[SOURCE EXTRACT Boundary: Start]

On Tue, Nov 26, 2024, Nikita Kalyazin wrote:
> On 26/11/2024 00:06, Sean Christopherson wrote:
> > On Mon, Nov 25, 2024, Nikita Kalyazin wrote:
> > > In both cases the fault handling code is blocked and the pCPU is free for
> > > other tasks.  I can't see the vCPU spinning on the IO to get completed if
> > > the async task isn't created.  I tried that with and without async PF
> > > enabled by the guest (MSR_KVM_ASYNC_PF_EN).
> > > 
> > > What am I missing?
> > 
> > Ah, I was wrong about the vCPU spinning.
> > 
> > The goal is specifically to schedule() from KVM context, i.e. from kvm_vcpu_block(),
> > so that if a virtual interrupt arrives for the guest, KVM can wake the vCPU and
> > deliver the IRQ, e.g. to reduce latency for interrupt delivery, and possible even
> > to let the guest schedule in a different task if the IRQ is the guest's tick.
> > 
> > Letting mm/ or fs/ do schedule() means the only wake event even for the vCPU task
> > is the completion of the I/O (or whatever the fault is waiting on).

[SOURCE EXTRACT Boundary: End]

- **WORK TASK A**
Format the listing, from its first line through the line containing "negative clicks: (149, 458)", inclusive, as a Markdown table with the columns Row and Line, leaving out blank lines.
The listing has no connection to the email excerpt above.

[TASK INPUTS Boundary: Start]

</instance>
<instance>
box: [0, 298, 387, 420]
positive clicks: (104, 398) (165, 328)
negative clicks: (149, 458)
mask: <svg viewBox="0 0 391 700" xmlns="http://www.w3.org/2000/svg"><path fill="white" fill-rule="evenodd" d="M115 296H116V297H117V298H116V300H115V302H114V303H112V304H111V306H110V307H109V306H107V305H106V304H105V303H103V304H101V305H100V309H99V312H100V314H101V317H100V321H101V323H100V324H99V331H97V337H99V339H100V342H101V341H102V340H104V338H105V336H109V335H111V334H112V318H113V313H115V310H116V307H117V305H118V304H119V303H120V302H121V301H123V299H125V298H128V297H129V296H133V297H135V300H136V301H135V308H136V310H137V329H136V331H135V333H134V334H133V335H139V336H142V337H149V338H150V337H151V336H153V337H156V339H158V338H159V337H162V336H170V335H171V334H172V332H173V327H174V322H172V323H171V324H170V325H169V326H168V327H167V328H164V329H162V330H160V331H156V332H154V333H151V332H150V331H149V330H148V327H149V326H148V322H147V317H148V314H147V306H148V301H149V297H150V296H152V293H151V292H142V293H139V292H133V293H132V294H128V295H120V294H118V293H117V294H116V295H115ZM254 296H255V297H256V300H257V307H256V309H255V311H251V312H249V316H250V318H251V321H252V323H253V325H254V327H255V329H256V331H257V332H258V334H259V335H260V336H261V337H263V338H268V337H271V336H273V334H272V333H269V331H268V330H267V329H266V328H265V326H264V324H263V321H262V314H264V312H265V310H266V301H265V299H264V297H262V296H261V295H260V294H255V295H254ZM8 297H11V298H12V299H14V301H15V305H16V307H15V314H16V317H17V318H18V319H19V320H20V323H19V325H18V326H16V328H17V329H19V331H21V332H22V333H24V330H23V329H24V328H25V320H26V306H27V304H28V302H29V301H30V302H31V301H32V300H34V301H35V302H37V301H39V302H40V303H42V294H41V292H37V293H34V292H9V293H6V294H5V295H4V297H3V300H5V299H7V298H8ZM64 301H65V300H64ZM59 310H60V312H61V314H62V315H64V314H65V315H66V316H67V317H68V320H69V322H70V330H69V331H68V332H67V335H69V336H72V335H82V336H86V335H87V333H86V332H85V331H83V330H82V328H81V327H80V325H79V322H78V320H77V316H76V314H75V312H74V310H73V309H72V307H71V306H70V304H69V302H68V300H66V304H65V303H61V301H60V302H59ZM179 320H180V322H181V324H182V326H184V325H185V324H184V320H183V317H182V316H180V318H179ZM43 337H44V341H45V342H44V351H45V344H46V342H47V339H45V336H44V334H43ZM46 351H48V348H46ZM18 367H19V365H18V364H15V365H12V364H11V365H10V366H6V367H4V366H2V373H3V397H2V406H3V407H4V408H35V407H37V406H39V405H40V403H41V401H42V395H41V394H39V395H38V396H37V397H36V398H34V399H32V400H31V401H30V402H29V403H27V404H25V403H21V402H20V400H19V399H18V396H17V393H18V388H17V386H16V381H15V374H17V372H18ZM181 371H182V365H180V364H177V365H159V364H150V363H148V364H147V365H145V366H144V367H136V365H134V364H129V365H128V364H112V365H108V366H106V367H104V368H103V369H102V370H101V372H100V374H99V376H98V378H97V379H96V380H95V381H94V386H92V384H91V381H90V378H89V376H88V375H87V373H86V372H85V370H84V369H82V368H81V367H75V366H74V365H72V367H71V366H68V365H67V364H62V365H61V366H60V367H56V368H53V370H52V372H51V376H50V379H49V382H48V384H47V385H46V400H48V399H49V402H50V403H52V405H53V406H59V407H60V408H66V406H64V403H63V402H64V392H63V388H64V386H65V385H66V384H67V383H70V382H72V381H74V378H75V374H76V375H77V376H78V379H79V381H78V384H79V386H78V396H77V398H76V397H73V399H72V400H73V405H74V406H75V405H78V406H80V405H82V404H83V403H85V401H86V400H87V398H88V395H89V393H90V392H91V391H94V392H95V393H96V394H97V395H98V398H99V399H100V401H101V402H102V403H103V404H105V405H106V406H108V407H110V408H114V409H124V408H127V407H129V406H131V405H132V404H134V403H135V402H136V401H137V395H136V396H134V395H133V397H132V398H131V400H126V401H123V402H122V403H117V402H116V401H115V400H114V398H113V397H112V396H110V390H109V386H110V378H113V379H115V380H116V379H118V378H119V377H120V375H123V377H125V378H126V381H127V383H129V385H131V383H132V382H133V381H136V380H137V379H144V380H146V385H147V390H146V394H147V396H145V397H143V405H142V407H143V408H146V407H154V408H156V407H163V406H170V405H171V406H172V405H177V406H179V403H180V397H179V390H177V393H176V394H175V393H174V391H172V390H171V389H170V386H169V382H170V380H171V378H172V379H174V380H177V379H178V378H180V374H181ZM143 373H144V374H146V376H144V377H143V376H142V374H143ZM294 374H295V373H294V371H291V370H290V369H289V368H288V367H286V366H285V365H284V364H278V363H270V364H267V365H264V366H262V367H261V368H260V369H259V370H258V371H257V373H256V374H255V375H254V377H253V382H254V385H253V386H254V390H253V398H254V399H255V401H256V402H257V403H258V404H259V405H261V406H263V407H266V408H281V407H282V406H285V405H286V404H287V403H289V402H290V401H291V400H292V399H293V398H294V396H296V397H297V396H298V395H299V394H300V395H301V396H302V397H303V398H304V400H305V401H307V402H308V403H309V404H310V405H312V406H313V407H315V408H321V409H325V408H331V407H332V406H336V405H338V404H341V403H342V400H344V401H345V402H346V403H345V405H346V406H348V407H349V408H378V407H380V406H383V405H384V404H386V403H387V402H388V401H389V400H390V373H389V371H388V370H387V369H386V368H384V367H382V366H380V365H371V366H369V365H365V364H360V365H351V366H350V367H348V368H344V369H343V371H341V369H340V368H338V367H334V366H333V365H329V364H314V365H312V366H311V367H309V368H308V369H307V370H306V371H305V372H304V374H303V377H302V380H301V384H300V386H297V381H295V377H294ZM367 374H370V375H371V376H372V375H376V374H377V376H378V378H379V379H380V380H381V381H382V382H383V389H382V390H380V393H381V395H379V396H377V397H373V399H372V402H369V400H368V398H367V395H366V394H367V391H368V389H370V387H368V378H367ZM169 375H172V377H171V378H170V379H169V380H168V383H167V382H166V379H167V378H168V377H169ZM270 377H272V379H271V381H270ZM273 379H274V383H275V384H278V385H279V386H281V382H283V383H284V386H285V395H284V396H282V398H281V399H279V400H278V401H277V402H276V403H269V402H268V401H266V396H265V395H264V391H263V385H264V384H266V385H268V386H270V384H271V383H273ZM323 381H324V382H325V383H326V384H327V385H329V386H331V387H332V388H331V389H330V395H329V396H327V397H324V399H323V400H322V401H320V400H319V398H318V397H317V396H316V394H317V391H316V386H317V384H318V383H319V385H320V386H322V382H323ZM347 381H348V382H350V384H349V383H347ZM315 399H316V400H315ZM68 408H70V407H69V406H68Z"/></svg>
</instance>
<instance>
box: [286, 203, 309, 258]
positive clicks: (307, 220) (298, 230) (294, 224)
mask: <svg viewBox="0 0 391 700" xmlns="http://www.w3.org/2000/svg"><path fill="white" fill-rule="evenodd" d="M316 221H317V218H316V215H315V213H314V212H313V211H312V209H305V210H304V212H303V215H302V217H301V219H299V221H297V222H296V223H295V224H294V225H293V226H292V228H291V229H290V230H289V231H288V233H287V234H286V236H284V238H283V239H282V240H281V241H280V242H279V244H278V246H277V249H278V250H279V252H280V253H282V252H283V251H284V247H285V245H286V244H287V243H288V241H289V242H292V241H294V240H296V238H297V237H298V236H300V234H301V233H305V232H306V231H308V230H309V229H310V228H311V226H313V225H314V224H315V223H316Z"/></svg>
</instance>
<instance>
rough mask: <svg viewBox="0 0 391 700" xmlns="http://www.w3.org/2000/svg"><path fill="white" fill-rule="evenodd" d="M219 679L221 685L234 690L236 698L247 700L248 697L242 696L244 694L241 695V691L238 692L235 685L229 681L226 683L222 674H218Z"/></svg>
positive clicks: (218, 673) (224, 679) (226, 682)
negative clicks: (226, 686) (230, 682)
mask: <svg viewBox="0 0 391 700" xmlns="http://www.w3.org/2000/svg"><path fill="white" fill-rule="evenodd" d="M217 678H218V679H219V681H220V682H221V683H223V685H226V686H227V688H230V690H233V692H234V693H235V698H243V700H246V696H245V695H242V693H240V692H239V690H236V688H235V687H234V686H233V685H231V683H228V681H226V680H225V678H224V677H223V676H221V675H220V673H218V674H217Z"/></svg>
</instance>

[TASK INPUTS Boundary: End]

- **WORK TASK B**
Extract the passage of the email excerpt between "On Tue, Nov" and "the vCPU spinning.", inclusive, word for word.

- **WORKED SOLUTION A**
| Row | Line |
|---|---|
| 1 | </instance> |
| 2 | <instance> |
| 3 | box: [0, 298, 387, 420] |
| 4 | positive clicks: (104, 398) (165, 328) |
| 5 | negative clicks: (149, 458) |

- **WORKED SOLUTION B**
On Tue, Nov 26, 2024, Nikita Kalyazin wrote:
> On 26/11/2024 00:06, Sean Christopherson wrote:
> > On Mon, Nov 25, 2024, Nikita Kalyazin wrote:
> > > In both cases the fault handling code is blocked and the pCPU is free for
> > > other tasks.  I can't see the vCPU spinning on the IO to get completed if
> > > the async task isn't created.  I tried that with and without async PF
> > > enabled by the guest (MSR_KVM_ASYNC_PF_EN).
> > > 
> > > What am I missing?
> > 
> > Ah, I was wrong about the vCPU spinning.